Put every line of the records below into a Markdown table with two columns, No. and Text. Number the rows in order and leave out blank lines.

※ ※ ※

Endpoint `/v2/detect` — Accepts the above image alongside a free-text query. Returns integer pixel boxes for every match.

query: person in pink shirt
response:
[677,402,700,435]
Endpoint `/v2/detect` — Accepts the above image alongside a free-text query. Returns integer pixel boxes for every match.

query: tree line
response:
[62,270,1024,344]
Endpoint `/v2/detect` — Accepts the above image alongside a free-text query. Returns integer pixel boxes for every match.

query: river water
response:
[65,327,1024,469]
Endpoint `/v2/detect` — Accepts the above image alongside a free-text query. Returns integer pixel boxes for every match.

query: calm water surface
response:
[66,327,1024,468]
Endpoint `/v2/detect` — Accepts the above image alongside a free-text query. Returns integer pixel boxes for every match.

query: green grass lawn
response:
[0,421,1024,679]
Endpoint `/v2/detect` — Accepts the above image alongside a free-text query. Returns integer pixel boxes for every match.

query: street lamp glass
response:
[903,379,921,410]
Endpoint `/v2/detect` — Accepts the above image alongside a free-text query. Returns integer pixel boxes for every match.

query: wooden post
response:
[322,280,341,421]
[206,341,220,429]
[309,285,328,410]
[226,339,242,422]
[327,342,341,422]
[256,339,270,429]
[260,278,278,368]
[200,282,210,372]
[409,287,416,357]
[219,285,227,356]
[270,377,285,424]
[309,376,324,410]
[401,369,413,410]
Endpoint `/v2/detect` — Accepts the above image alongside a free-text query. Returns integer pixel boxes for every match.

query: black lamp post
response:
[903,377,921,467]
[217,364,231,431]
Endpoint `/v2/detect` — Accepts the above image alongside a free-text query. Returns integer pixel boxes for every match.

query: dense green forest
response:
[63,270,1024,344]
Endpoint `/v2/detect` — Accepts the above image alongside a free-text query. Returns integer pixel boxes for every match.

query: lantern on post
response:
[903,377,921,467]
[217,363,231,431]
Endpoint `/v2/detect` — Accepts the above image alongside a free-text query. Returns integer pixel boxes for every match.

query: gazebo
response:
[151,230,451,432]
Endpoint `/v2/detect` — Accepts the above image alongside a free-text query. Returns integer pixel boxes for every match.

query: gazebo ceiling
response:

※ ※ ※

- _ANSWER BELOW_
| No. | Text |
|---|---|
| 1 | Endpoint `/v2/detect` — Accepts the above image alongside a free-text query. Returns integer pixel boxes for every match. |
| 2 | query: person in pink shirt |
| 3 | response: |
| 4 | [677,402,700,435] |
| 5 | Endpoint `/v2/detect` — Accepts the above image alongside a free-text query. Returns integer pixel boxes for every match. |
| 6 | query: tree line |
| 7 | response: |
| 8 | [62,270,1024,344] |
| 9 | Endpoint `/v2/detect` — Accepts the above image alongside a free-text query. Returns integer pixel boxes for every match. |
| 10 | query: river water |
| 11 | response: |
| 12 | [65,327,1024,469] |
| 13 | Endpoint `/v2/detect` — Accepts the above image alongside a free-text query. Returns integer pixel boxes for every match. |
| 14 | query: calm water surface |
| 15 | response: |
| 16 | [66,327,1024,468] |
| 17 | Endpoint `/v2/detect` — Accepts the above image alongside a free-text query. Returns integer pixel boxes for every match. |
| 18 | query: green grass lawn |
| 19 | response: |
| 20 | [0,421,1024,679] |
| 21 | Endpoint `/v2/detect` — Accepts the above image alongside a free-text query. Returns integer pixel boxes for every match. |
| 22 | query: street lamp glass |
| 23 | response: |
| 24 | [903,379,921,410] |
| 25 | Endpoint `/v2/detect` — Accepts the above image alongside a free-text query. Returns integer pixel boxes for every match. |
| 26 | query: wooden post |
| 27 | response: |
| 28 | [322,280,341,421] |
| 29 | [206,341,220,429] |
| 30 | [309,285,328,410] |
| 31 | [226,339,242,422] |
| 32 | [327,342,341,422] |
| 33 | [256,339,270,429] |
| 34 | [260,278,278,368] |
| 35 | [200,282,210,372] |
| 36 | [409,287,416,357] |
| 37 | [219,285,227,356] |
| 38 | [270,377,285,424] |
| 39 | [309,376,324,410] |
| 40 | [401,369,413,410] |
| 41 | Endpoint `/v2/detect` — Accepts the above image alongside a free-text query. Returns integer pixel boxes for every match. |
| 42 | query: black lamp post |
| 43 | response: |
| 44 | [903,377,921,467] |
| 45 | [217,364,231,431] |
| 46 | Endpoint `/v2/detect` — Accepts the above image alongside a free-text query. Returns integer pixel boxes for every match. |
| 47 | query: dense green forest |
| 48 | response: |
| 49 | [63,270,1024,344] |
| 50 | Endpoint `/v2/detect` — Accepts the above image alongside a free-text query. Returns integer pixel boxes for every match. |
| 51 | query: lantern on post |
| 52 | response: |
| 53 | [903,377,921,467] |
| 54 | [217,363,231,431] |
| 55 | Endpoint `/v2/detect` — Accepts the above image alongside a free-text query. Returns integer pixel boxes for every match. |
| 56 | query: gazebo |
| 57 | response: |
| 58 | [151,230,451,432] |
| 59 | Endpoint `/v2/detect` — Accepts the above image alongside a free-text query. Returns integer pixel boxes for every match. |
| 60 | query: gazebo ceiling |
| 61 | response: |